> _Exercice écrit a_
Recopiez fidèlement, dans l'article sur la loi SRU à La Baule, le passage qui commence par les mots contenant « Logement. L’État prend » et se termine par « le contexte ? ».

> _Texte choisi_
________

Logement. L’État prend le contrôle de la loi SRU à La Baule
L’État vient de prendre un arrêté de carence quant à l’application de la loi SRU sur plusieurs communes de la presqu’île, dont La Baule, afin d’atteindre le nouveau seuil de 25 % de logements sociaux. Nous évoquons ce sujet avec Franck Louvrier, maire de La Baule, qui explique la situation dans laquelle se trouve la ville.
Ecoutez Franck Louvrier sur Kernews
Kernews : Le gouvernement a décidé de reprendre en main l’application de la loi SRU à La Baule, comme dans d’autres communes de France, notamment en confiant au préfet l’attribution des logements sociaux. Quel est le contexte ?
Franck Louvrier : La loi SRU, Solidarité et renouvellement urbain, a été votée en 2000, sous le gouvernement Jospin. Elle fait obligation aux communes qui ne disposent pas du taux légal de 25 % de logements sociaux, d’opérer tous les trois ans un rattrapage de leur déficit. La ville dispose aujourd’hui de 816 logements sociaux, soit un taux de 7,94 %, bien en deçà de l’objectif gouvernemental. Je rappelle que la ville avait 4 % de logements sociaux en 2001. L’effort a donc été important, mais pas suffisant aux yeux de l’État, ce qui amène la préfecture à nous signifier qu’ils vont signer des arrêtés de carence quant à l’application de la loi SRU pour notre ville et d’autres communes de la presqu’île. Malheureusement, cette loi condamne sans prendre en compte l’effort fait par rapport au foncier disponible, car il n’y a pas beaucoup de foncier disponible sur notre territoire et il est beaucoup plus difficile de faire un effort. Ce n’est pas la première fois que cela arrive et l’État décide, pour la deuxième fois, de sanctionner notre commune. Cela a pour conséquence le transfert du droit de préemption de l’État à la préfecture pendant trois ans, ce qui signifie que nous n’avons plus, en tant que mairie, la maîtrise pour préempter des terrains sur le territoire communal. Ensuite, cela majore des pénalités financières, aux alentours de 230 000 € par an, sans doute plus. Il y a aussi l’obligation de disposer de 30 % de logements sociaux dans les opérations immobilières. Enfin, il y a la perte des droits de réservation sur l’attribution des logements sociaux. Il y a toujours une part des logements sociaux qui est attribuée par la mairie : or, aujourd’hui, ce sera la préfecture…
Pourquoi la droite n’a-t-elle pas remis en cause cette loi ?

________

(Données d'annotation par points)

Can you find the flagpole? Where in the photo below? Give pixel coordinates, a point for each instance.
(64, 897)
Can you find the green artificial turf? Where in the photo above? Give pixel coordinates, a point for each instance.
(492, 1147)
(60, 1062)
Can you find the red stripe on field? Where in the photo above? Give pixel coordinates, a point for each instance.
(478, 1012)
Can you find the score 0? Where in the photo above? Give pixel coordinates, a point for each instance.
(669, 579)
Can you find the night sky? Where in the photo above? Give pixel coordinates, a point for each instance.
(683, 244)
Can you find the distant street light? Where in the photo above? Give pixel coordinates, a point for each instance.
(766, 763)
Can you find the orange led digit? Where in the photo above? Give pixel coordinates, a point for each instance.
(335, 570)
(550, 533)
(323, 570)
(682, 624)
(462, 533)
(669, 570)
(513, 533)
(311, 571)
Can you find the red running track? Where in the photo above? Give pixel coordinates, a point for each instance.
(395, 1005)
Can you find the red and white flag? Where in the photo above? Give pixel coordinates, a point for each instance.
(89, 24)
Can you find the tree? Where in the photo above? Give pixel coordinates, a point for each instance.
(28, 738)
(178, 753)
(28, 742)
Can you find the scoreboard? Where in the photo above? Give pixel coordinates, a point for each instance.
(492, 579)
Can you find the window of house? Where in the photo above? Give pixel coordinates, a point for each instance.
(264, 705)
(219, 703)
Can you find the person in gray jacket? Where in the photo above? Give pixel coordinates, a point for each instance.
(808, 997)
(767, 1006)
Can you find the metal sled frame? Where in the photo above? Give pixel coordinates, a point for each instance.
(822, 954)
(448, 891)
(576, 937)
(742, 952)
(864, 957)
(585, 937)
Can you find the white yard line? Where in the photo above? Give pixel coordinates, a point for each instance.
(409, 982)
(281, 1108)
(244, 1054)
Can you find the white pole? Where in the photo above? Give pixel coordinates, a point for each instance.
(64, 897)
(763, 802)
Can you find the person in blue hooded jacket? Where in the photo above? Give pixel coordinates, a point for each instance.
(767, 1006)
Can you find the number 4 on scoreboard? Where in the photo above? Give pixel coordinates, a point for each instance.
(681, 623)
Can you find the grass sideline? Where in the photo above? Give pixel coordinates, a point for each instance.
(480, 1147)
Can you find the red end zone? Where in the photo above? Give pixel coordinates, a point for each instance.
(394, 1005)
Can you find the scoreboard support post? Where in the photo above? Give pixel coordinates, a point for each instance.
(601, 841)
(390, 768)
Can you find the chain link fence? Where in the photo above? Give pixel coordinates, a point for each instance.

________

> _Exercice écrit b_
Reproduisez à l'identique la partie des enregistrements qui s'ouvre sur la ligne contenant « Can you find the white pole? » et se poursuit jusqu'à la fin des enregistrements.

> _Réponse complète a_
Logement. L’État prend le contrôle de la loi SRU à La Baule
L’État vient de prendre un arrêté de carence quant à l’application de la loi SRU sur plusieurs communes de la presqu’île, dont La Baule, afin d’atteindre le nouveau seuil de 25 % de logements sociaux. Nous évoquons ce sujet avec Franck Louvrier, maire de La Baule, qui explique la situation dans laquelle se trouve la ville.
Ecoutez Franck Louvrier sur Kernews
Kernews : Le gouvernement a décidé de reprendre en main l’application de la loi SRU à La Baule, comme dans d’autres communes de France, notamment en confiant au préfet l’attribution des logements sociaux. Quel est le contexte ?

> _Réponse complète b_
Can you find the white pole? Where in the photo above? Give pixel coordinates, a point for each instance.
(64, 897)
(763, 802)
Can you find the person in blue hooded jacket? Where in the photo above? Give pixel coordinates, a point for each instance.
(767, 1006)
Can you find the number 4 on scoreboard? Where in the photo above? Give pixel coordinates, a point for each instance.
(681, 623)
Can you find the grass sideline? Where in the photo above? Give pixel coordinates, a point for each instance.
(480, 1147)
Can you find the red end zone? Where in the photo above? Give pixel coordinates, a point for each instance.
(394, 1005)
Can you find the scoreboard support post? Where in the photo above? Give pixel coordinates, a point for each instance.
(601, 841)
(390, 768)
Can you find the chain link fence? Where in the photo above? Give pixel coordinates, a point for each instance.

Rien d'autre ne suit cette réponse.